> TRY IT
The records that follow must be reproduced in full, exactly as written.

*** Opening of SUPPLIED RECORDS ***

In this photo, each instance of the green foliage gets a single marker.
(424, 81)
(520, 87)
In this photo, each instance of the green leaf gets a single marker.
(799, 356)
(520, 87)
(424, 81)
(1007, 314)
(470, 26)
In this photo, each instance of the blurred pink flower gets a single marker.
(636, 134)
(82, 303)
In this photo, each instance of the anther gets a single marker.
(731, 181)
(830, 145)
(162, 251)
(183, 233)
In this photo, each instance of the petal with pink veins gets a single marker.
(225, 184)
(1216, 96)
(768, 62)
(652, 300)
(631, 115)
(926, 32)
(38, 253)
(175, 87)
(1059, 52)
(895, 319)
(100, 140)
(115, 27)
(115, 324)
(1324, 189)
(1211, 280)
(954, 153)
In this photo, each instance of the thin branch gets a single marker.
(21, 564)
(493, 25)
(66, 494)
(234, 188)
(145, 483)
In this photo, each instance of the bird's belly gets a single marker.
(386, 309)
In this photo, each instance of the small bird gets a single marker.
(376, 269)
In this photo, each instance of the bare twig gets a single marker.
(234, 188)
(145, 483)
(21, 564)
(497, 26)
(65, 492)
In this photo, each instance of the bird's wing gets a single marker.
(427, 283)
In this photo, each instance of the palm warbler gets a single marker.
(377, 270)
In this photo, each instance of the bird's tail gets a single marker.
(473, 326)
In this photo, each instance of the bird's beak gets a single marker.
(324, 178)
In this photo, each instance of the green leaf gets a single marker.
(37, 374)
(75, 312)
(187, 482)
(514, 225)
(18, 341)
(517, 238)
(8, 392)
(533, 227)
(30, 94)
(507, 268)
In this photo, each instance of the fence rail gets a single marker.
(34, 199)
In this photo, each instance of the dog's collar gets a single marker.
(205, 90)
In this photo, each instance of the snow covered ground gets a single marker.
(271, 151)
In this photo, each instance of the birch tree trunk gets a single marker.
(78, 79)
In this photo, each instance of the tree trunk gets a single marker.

*** Close of SUPPLIED RECORDS ***

> RESPONSE TO THE EXERCISE
In this photo, each instance of the green foliage gets a single marker.
(424, 81)
(520, 87)
In this photo, each instance of the green leaf gets a single marker.
(799, 356)
(520, 87)
(424, 81)
(1007, 314)
(470, 26)
In this photo, each instance of the blurred pink flower gets a single marker.
(636, 134)
(82, 303)
In this photo, each instance of the anther gets a single marker.
(731, 181)
(830, 145)
(162, 251)
(183, 233)
In this photo, each instance of the petal with pink veins gets a single marker.
(225, 184)
(1216, 96)
(768, 62)
(652, 300)
(631, 115)
(926, 32)
(38, 253)
(175, 87)
(1059, 52)
(895, 319)
(100, 140)
(115, 27)
(115, 324)
(1324, 189)
(1211, 280)
(954, 153)
In this photo, each instance of the thin branch gets a single marker.
(21, 564)
(493, 25)
(66, 494)
(234, 188)
(145, 483)
In this photo, each instance of the bird's belly gets a single marker.
(386, 309)
In this photo, each instance of the small bird gets a single marker.
(376, 269)
In this photo, each instance of the bare twig gets a single marker.
(234, 188)
(145, 483)
(21, 564)
(497, 26)
(65, 492)
In this photo, each instance of the bird's wing gets a single marker.
(427, 283)
In this photo, each instance of the palm warbler gets a single marker.
(377, 270)
In this photo, each instance of the bird's tail gets a single marker.
(473, 326)
In this photo, each instance of the bird's beak gets a single marker.
(324, 178)
In this photo, each instance of the green leaf gets a single marker.
(37, 374)
(75, 312)
(187, 482)
(514, 225)
(18, 341)
(517, 238)
(8, 392)
(533, 227)
(30, 94)
(507, 268)
In this photo, each instance of the fence rail gets a single marker.
(34, 199)
In this photo, each instance of the dog's collar gets a single marker.
(205, 90)
In this photo, each instance of the snow covered ground gets a single marker.
(271, 151)
In this photo, each instance of the birch tree trunk gets a single marker.
(78, 79)
In this photo, each instance of the tree trunk gets a single marker.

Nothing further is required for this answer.